- Exercise goal: Please copy out the material from the line with "Can you spot the jacket" up to and including the line with "x=319, y=198", word for word.

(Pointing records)
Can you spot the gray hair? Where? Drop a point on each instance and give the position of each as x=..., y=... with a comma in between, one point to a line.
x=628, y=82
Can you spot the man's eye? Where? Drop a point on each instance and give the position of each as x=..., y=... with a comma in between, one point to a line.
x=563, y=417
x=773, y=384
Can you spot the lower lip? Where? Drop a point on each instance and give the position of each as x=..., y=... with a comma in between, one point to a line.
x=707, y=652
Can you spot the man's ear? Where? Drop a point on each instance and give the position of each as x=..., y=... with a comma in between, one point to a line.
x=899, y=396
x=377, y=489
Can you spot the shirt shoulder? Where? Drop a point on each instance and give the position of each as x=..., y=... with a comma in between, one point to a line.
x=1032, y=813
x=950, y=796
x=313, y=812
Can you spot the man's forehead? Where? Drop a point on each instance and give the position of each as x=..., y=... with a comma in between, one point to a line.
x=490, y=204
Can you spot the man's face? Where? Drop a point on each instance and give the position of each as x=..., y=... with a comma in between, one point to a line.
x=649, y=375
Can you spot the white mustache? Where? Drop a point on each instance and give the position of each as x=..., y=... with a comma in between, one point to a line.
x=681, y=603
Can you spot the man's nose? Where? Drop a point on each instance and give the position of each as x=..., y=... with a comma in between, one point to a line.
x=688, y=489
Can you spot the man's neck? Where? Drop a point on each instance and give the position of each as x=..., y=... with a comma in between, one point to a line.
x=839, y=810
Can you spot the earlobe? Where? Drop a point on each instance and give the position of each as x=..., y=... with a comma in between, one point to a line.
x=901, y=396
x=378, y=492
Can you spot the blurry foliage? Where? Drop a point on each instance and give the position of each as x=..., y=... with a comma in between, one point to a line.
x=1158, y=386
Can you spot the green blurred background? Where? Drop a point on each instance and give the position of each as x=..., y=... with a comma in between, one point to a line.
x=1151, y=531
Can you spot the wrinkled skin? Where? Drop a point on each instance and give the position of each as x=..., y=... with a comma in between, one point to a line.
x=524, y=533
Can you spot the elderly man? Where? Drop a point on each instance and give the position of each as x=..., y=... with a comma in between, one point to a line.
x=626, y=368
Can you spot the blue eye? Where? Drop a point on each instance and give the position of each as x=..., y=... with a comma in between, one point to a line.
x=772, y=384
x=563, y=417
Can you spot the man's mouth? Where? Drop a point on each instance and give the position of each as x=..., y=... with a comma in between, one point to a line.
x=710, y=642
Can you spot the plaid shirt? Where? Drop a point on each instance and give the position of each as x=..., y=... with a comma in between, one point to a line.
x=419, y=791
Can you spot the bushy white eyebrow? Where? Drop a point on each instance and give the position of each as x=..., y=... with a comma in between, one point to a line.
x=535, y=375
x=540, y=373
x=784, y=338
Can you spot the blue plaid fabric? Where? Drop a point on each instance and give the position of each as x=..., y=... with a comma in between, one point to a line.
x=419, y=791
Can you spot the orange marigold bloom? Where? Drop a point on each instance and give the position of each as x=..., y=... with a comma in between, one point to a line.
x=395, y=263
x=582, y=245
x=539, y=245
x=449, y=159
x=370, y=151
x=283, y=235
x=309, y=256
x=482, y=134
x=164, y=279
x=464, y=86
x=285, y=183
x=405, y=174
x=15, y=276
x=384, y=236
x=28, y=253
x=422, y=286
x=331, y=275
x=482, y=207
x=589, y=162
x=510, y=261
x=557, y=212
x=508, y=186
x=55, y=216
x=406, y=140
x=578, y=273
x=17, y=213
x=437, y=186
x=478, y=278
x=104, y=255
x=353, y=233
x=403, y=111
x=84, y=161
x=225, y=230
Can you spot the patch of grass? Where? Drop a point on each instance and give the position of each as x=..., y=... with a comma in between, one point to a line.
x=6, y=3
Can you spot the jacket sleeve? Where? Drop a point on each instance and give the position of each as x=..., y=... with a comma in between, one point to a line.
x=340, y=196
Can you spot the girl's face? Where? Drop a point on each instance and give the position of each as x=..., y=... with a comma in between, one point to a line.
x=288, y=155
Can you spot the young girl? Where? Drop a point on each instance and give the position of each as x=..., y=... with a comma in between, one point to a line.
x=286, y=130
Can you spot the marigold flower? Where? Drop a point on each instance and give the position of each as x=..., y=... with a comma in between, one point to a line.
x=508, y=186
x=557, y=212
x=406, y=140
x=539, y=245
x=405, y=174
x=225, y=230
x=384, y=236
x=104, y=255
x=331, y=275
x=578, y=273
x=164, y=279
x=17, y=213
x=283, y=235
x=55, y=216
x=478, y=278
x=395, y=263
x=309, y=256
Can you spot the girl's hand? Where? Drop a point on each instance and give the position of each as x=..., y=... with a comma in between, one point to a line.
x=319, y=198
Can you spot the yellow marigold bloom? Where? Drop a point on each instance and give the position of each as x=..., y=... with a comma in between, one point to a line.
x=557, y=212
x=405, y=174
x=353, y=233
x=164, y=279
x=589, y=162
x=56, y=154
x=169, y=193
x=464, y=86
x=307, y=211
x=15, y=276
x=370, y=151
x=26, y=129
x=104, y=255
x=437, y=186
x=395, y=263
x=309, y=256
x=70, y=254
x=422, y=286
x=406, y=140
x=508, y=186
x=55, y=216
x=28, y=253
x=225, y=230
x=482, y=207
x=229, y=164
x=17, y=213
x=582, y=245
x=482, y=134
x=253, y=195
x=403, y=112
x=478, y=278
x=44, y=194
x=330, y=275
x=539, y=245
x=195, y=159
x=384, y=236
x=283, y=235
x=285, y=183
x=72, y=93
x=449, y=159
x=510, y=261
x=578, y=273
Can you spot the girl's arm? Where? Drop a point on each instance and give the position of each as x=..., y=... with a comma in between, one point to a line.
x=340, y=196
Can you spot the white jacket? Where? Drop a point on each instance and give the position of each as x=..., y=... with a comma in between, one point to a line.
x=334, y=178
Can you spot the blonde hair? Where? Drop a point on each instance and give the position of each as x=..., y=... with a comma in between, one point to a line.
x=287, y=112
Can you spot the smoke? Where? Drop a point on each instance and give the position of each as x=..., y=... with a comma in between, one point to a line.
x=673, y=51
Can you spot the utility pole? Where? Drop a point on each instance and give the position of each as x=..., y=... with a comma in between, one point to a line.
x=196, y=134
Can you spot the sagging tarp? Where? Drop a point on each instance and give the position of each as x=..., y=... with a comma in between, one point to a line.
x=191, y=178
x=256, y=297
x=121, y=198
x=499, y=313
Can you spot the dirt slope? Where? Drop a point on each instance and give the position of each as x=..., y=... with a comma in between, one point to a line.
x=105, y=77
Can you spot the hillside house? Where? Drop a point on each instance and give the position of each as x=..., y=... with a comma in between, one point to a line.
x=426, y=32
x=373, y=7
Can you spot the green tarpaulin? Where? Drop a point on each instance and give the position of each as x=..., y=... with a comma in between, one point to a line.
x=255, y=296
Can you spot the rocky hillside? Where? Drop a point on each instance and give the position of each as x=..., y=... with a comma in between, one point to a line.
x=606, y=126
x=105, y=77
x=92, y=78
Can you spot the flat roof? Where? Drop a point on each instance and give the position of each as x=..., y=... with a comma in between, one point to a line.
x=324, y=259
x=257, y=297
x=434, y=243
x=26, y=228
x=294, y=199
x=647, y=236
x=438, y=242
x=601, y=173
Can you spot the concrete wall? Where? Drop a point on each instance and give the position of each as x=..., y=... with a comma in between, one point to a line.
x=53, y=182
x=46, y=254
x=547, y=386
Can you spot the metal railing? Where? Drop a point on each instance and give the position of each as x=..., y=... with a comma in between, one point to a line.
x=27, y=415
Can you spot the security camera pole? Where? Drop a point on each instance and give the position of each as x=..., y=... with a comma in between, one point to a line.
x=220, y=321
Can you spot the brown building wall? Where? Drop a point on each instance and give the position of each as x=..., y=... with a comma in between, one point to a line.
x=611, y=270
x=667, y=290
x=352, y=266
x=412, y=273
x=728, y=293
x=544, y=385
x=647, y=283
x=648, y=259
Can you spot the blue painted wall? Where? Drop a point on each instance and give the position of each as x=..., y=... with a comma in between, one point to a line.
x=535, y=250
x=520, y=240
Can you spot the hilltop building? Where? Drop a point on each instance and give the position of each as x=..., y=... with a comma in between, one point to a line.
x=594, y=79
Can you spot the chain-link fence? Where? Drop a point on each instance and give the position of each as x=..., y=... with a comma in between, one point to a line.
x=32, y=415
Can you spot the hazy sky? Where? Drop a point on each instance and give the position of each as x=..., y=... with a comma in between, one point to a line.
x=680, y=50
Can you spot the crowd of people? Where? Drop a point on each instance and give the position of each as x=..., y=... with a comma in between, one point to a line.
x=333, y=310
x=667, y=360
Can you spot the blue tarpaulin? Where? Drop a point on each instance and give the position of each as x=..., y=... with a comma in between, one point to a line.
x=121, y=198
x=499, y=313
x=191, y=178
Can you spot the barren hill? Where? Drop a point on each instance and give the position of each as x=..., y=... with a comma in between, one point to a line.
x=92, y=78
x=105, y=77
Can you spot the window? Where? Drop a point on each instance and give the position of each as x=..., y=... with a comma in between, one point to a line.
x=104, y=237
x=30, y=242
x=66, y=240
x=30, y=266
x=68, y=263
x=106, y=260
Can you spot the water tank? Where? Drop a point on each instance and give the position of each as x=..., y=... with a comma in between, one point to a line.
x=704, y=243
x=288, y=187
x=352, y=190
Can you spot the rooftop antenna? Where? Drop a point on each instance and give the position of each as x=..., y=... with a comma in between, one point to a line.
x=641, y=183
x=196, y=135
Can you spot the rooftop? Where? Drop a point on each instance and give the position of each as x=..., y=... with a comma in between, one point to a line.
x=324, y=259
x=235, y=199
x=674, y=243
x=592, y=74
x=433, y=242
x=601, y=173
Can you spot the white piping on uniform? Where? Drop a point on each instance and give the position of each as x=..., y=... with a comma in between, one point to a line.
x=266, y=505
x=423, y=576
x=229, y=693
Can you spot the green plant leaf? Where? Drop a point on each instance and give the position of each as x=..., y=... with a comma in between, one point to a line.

- In response:
Can you spot the jacket sleeve? Where? Drop a point on each instance and give the position of each as x=..., y=... with a comma in between, one point to a line.
x=340, y=196
Can you spot the girl's face? Where? Drop a point on each instance and give the position of each as x=..., y=... with a comma in between, one point to a line.
x=288, y=155
Can you spot the young girl? Where? Drop a point on each instance and give the position of each as x=..., y=... with a comma in between, one point to a line.
x=286, y=130
Can you spot the marigold flower? Where? Drop a point on each instance and give the position of each as x=..., y=... with a comma in between, one point to a line.
x=508, y=186
x=557, y=212
x=406, y=140
x=539, y=245
x=405, y=174
x=225, y=230
x=384, y=236
x=104, y=255
x=331, y=275
x=578, y=273
x=164, y=279
x=17, y=213
x=283, y=235
x=55, y=216
x=478, y=278
x=395, y=263
x=309, y=256
Can you spot the girl's hand? Where? Drop a point on each instance and give the position of each as x=..., y=... with a comma in between, one point to a line.
x=319, y=198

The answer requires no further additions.